## Prompt
Exclude the pictures, then copy all remaining records exactly.

(Dataset records about object locations)
---------------
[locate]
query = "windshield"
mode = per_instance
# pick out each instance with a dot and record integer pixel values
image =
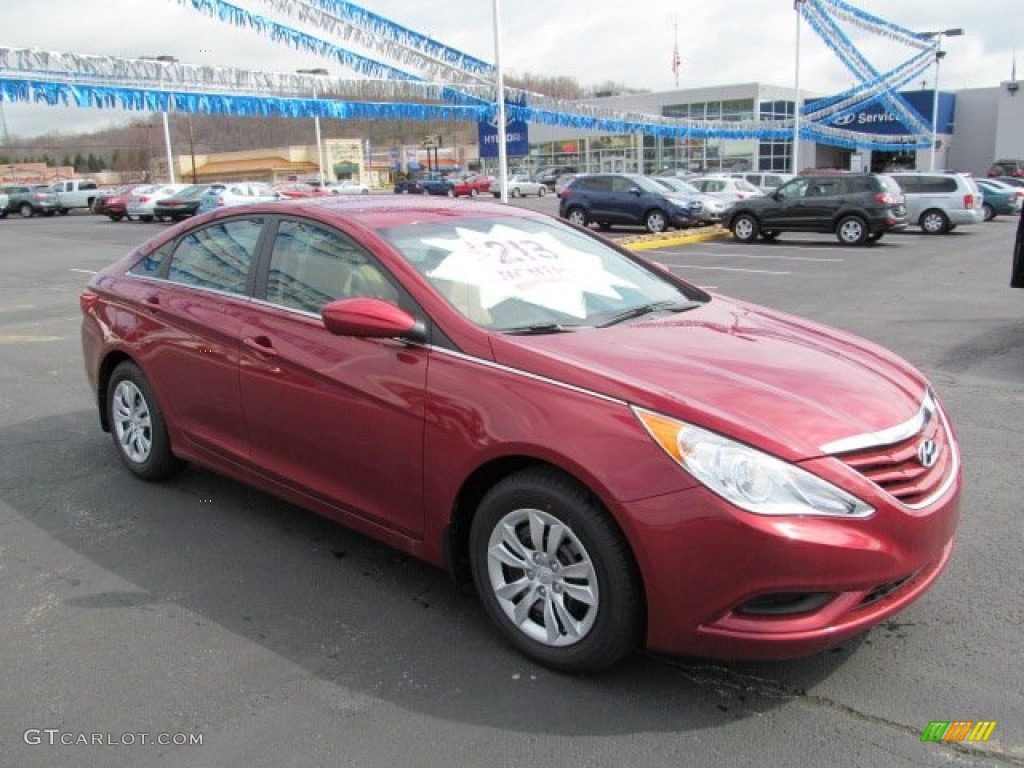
(510, 273)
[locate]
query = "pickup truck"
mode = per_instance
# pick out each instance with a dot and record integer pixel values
(76, 193)
(428, 184)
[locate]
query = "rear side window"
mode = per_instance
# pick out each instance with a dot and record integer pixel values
(217, 256)
(310, 266)
(936, 184)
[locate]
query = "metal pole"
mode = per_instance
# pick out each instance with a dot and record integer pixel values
(797, 5)
(503, 161)
(935, 100)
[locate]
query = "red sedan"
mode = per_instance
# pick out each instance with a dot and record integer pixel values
(614, 457)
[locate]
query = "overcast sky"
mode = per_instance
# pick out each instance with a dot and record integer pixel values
(594, 41)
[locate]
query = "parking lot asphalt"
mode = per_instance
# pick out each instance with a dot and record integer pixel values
(204, 608)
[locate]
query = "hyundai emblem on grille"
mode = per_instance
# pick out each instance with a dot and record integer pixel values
(928, 454)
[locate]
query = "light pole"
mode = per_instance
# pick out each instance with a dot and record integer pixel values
(939, 54)
(503, 163)
(321, 72)
(797, 6)
(167, 128)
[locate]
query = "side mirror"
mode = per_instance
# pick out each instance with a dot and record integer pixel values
(371, 318)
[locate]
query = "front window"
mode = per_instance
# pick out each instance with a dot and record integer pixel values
(510, 273)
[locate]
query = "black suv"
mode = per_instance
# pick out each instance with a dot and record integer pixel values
(857, 207)
(625, 199)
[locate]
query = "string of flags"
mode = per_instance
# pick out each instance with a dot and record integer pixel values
(424, 79)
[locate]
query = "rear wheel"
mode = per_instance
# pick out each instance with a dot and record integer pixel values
(852, 230)
(137, 425)
(554, 572)
(934, 222)
(655, 221)
(578, 216)
(745, 227)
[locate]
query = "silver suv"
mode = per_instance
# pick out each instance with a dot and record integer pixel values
(940, 202)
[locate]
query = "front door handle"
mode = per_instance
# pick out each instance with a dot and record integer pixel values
(261, 344)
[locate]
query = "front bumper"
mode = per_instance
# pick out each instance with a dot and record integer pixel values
(706, 565)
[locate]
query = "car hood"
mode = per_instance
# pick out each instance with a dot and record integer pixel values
(782, 383)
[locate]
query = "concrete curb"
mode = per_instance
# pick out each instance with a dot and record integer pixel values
(665, 240)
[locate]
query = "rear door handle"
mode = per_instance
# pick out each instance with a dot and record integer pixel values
(261, 344)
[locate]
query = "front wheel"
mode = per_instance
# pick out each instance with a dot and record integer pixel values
(554, 572)
(137, 425)
(934, 222)
(852, 231)
(655, 222)
(578, 216)
(745, 227)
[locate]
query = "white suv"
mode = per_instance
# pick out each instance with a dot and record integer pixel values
(940, 202)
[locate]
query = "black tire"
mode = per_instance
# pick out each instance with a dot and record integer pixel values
(580, 623)
(934, 221)
(745, 227)
(852, 230)
(137, 425)
(578, 216)
(655, 221)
---------------
## Final result
[locate]
query = "windshield"
mode = per_instance
# pick out each instance with a dot and record integer pixel values
image =
(510, 273)
[locate]
query = "pickup truck"
mode = per_instance
# pick out each instance with a dot and record integer pixel values
(76, 193)
(428, 184)
[locate]
query = "rear side window"
mode = per_instance
# pick out each instance with a dot and record integer pixel values
(217, 256)
(310, 266)
(936, 184)
[locate]
query = "metal pole"
mode = per_instance
# pick out each instance with a dot and record integer pixel values
(797, 5)
(503, 161)
(935, 100)
[locate]
query = "red sedan"
mode = per_instance
# pick out each instance with a dot and record integer pixel values
(614, 457)
[locate]
query = "overcast sky"
mode = per_instance
# pick out each instance with a dot and record integer pixel values
(594, 41)
[locate]
query = "parking lot asphalt"
mode = per_instance
# pick out each instance with a dot and record integer pixel values
(204, 608)
[locate]
query = "hyundai emblem on grille"
mode = per_instance
# pick out each instance with a dot and record integer pixel values
(928, 454)
[locate]
query = "light pole"
mode = per_instance
# pick out each instance with a dot and record integer pixel values
(939, 54)
(503, 163)
(321, 72)
(797, 6)
(167, 128)
[locate]
query = "side mirror"
mode = per_instance
# pick out each instance with a dot and record integer pixel values
(371, 318)
[locate]
query = "front window"
mode = per_instance
# pick out each instance with a dot and record integer pixel values
(510, 273)
[locate]
query = "black suv"
mode = per_instance
# pick out each instance with a dot and record integer pixel values
(857, 207)
(625, 199)
[locate]
query = "string of flags"
mode = per_instance
# pick out each instance with a dot and record integer pixel values
(424, 79)
[locate]
query = "rear wheel"
mode = per_instance
# pick out each instance with a dot and record integer pixel values
(852, 230)
(137, 425)
(554, 572)
(934, 222)
(655, 221)
(578, 216)
(745, 227)
[locate]
query = "silver suv"
mode = per_instance
# pick out each instance with a dot and record integer pixel values
(940, 202)
[locate]
query = "front door handle"
mode = per_instance
# pick out each instance with a dot and record integer pixel values
(261, 344)
[locate]
query = "front bumper"
mode = per_instance
# pick out each instance with a dot and record integer pixel values
(706, 565)
[locate]
query = "car hood"
mode = per_instance
# pick out each instance with a dot and record integer pixel values
(782, 383)
[locate]
query = "concrete curb"
mode = per_instance
# pick out each instance with a dot and record integer pixel values
(665, 240)
[locate]
query = "rear door handle"
mode = per_instance
# pick out each instance with a dot and record integer pixel values
(261, 344)
[locate]
query = "front wheel"
mode = per_instance
# pick out each instance with a dot and record integer pixel values
(554, 572)
(137, 425)
(934, 222)
(852, 231)
(655, 222)
(578, 216)
(745, 227)
[locate]
query = "white suv"
mode = per_instance
# pick out each instance with a dot and record integer pixel values
(940, 202)
[locate]
query = "black tire"
mode = per_instance
# pick out each instance with a dot and record integer pixel values
(580, 623)
(934, 221)
(745, 227)
(852, 230)
(137, 425)
(578, 216)
(655, 221)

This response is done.